* Information provided

-- -- --

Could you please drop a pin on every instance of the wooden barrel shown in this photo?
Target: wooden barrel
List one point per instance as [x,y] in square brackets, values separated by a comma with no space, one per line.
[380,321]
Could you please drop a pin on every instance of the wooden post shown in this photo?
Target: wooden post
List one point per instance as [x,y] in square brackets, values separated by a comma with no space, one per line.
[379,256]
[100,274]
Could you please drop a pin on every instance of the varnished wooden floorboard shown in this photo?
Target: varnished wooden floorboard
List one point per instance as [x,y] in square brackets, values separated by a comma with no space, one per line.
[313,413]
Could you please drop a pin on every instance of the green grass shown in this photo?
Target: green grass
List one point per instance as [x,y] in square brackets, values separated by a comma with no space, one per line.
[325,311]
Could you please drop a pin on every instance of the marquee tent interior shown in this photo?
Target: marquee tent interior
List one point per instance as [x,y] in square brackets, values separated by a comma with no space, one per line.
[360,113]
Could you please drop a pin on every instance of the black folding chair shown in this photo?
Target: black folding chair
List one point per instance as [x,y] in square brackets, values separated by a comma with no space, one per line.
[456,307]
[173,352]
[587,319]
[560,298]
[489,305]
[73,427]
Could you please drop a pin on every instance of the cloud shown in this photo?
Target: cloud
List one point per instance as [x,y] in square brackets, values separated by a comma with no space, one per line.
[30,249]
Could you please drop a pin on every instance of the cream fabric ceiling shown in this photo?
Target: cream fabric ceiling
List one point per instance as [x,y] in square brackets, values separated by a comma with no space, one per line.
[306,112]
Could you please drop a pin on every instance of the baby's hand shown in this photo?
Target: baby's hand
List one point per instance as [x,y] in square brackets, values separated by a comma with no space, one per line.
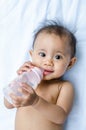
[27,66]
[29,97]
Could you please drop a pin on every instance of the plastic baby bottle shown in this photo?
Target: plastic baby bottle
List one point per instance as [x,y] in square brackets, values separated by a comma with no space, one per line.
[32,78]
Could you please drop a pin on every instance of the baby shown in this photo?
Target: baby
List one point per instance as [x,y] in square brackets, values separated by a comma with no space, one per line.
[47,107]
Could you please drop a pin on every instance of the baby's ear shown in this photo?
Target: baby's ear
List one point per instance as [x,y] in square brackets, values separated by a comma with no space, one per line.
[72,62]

-- -- --

* What is being asked
Locate the lines above that hold the word "bottle". Show every one of them.

* Exercise response
Could you please drop a pin on every instance of the plastic baby bottle shown in this photo?
Target: plastic baby bottle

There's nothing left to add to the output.